• _Fragmento del relato_:
┄┄┄┄┄┄
Ya no suena “the final countdown” cuando, desde la oficina, salgo de viaje. Ya no.
Ya no escucho el rugido de Simba cuando no sé dónde voy a dormir el día siguiente. Ya no.
Ya no se oye el Romanzza de Boticceli cada vez que llego a casa
Pero me he ido, a pesar de todo, para ver cómo es esa enorme duna cuando se pone el sol sobre el Atlántico; para recordar el sabor puro de las ostras; para asombrarme con millones de menhires y dólmenes; para descubrir carreteras que se esconden bajo el mar cuando la marea sube; para ver un elefante gigante, de madera; para llorar en una playa bañada por un mar de sangre… para viajar.
21-X-2011
Elgóibar-Arcachon 285 kms
Las estrellas y el sol
A mediodía salgo de la oficina y todavía no sé si irme o no. Ni a dónde. Una mala semana de salud y una ausencia al otro lado de las ostras me hacían dudar. Pero imaginé a Áuryn vestida con las maletas de los viajes y a los pocos minutos su motor ya rugía… y yo silbaba the final countdown.
El horizonte se abre frente a nosotros, el cielo se despeja sobre nosotros y los kilómetros aparecen detrás de nosotros. Ya estamos en la carretera. Otra vez.
Quiero llegar hasta Arcachon, pero no para subir la duna de Pyla, la más alta de Europa, sino para verla desde un lado, mientras atardece en el océano. Voy luchando mano a mano con el sol, mientras transcurren los kilómetros, pasan los minutos… va a depender del tráfico y de la suerte en encontrar un lugar mágico.
Paso por el kilómetro 100.000 de Simba. ¡ay, quién lo iba a decir hace menos de seis meses!
Llegando a Arcachon, cuando el sol está cayendo en picado, imagino un lugar y voy en su busca. Después de una rotonda cualquiera me está esperando una entrada a una playa tan larga como hermosa. El sol todavía cuelga de un cielo tan azul que parece de mentira. – otra vez tú, exclama el cielo –calla y posa, espeto yo mientras saco la cámara.
El momento, tal y como había imaginado, es mágico. La duna se despide del día majestuosamente. Algunas modestas embarcaciones observan y adornan el paisaje. Dos ancianos pasean de la mano mientras una gaviota sobrevuela sobre sus cabezas.
Ha merecido la pena venir hasta aquí.
┄┄┄┄┄┄
• _Datos proporcionados_:
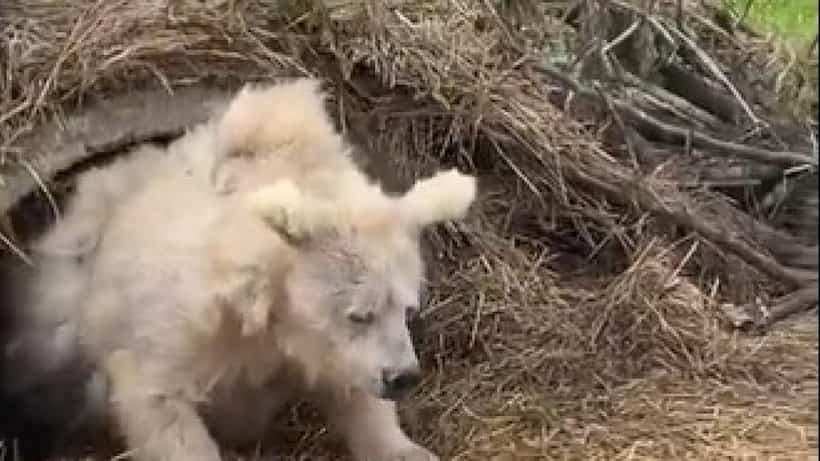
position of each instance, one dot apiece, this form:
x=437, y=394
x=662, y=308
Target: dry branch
x=675, y=134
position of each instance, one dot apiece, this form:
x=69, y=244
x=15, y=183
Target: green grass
x=793, y=20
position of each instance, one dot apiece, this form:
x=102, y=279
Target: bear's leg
x=370, y=426
x=157, y=426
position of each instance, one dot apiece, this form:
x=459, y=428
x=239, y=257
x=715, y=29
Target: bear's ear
x=445, y=196
x=295, y=216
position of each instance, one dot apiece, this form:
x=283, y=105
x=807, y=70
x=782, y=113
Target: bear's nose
x=398, y=382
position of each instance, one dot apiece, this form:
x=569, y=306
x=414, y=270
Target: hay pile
x=580, y=313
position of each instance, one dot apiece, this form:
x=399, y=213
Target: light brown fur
x=253, y=264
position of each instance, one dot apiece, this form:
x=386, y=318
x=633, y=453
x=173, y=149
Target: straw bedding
x=574, y=316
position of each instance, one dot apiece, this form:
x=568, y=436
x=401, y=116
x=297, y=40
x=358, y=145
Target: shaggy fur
x=249, y=265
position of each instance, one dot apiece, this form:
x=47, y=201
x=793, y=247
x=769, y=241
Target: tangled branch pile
x=579, y=314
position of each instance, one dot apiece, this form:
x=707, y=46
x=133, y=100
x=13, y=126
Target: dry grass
x=526, y=359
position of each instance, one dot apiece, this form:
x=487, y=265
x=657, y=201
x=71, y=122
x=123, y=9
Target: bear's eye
x=361, y=318
x=411, y=313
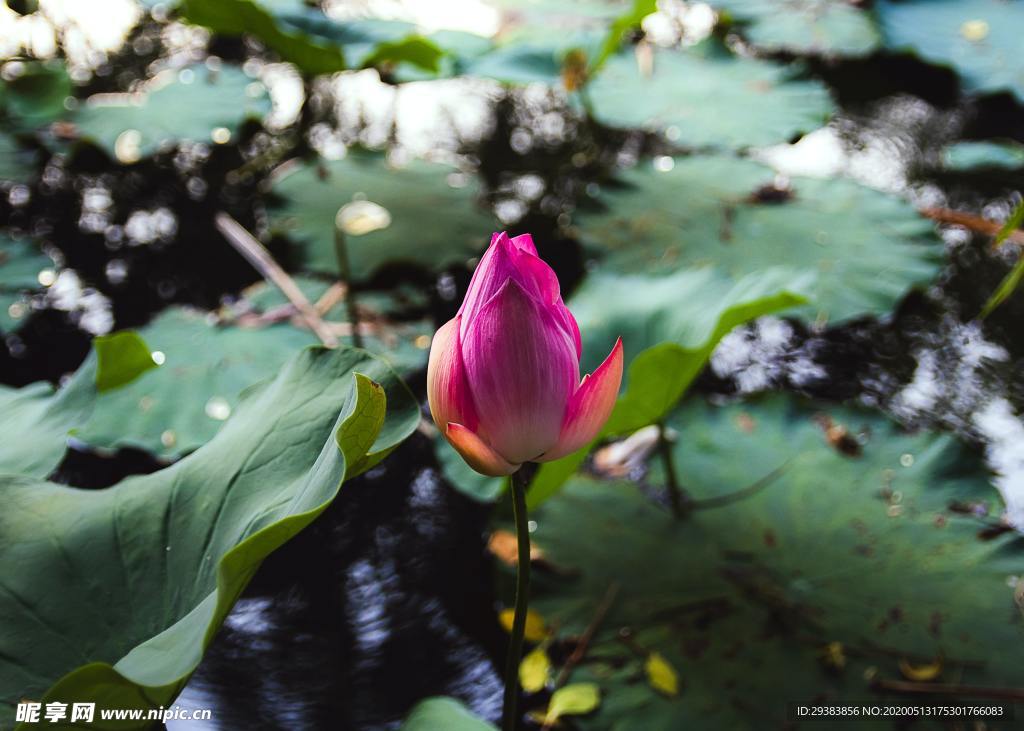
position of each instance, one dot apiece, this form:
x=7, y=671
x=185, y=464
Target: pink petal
x=524, y=242
x=568, y=321
x=522, y=370
x=512, y=259
x=448, y=390
x=476, y=454
x=591, y=405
┄┄┄┄┄┄
• _Lo que hará_:
- A) Según el relato de viaje, ¿cuál es la duna más alta de Europa?
- B) Transcriba del relato de viaje el fragmento que va desde "Ya no escucho" hasta "the final countdown.", ambos incluidos.
- C) Prosiga el relato de viaje a partir de su última frase.

• _Respuestas finales_:
- A) La duna de Pyla.

- B)
Ya no escucho el rugido de Simba cuando no sé dónde voy a dormir el día siguiente. Ya no.
Ya no se oye el Romanzza de Boticceli cada vez que llego a casa
Pero me he ido, a pesar de todo, para ver cómo es esa enorme duna cuando se pone el sol sobre el Atlántico; para recordar el sabor puro de las ostras; para asombrarme con millones de menhires y dólmenes; para descubrir carreteras que se esconden bajo el mar cuando la marea sube; para ver un elefante gigante, de madera; para llorar en una playa bañada por un mar de sangre… para viajar.
21-X-2011
Elgóibar-Arcachon 285 kms
Las estrellas y el sol
A mediodía salgo de la oficina y todavía no sé si irme o no. Ni a dónde. Una mala semana de salud y una ausencia al otro lado de las ostras me hacían dudar. Pero imaginé a Áuryn vestida con las maletas de los viajes y a los pocos minutos su motor ya rugía… y yo silbaba the final countdown.

- C)
Entre calles desiertas desde que el verano se fuera, encuentro un hospedaje estupendo y un local llamado Le Pirate. ¡Ostras, qué ricas estaban las ostras!
Cuando estoy pensando en la soledad de las ostras me llama el comensal ausente sin adivinar dónde estoy. No lo desvelo. Es una sorpresa.
Abrazado por la oscuridad de la noche hago la digestión paseando por la playa. La noche se presenta tan fría como hermosa. Creo que el sol no ha podido aguantar su belleza y ha estallado en un montón de estrellas. Ahora lucen decorando el cielo. Muchas. Tantas que es inevitable acordarme del Sudán. Por allí está un amigo mío que un día contó tres mil estrellas… suerte Miquel, suerte Alicia, ojalá tengáis una noche estrellada, cada día.
22/X/2011
Arcachon-Noirmoutier 420 kms
No hay ostras en La Rochelle
Arcachon es igual de bonito
cuando amanece que cuando anochece. Y de frío. Me entretengo inmortalizando
momentos y arranco la moto.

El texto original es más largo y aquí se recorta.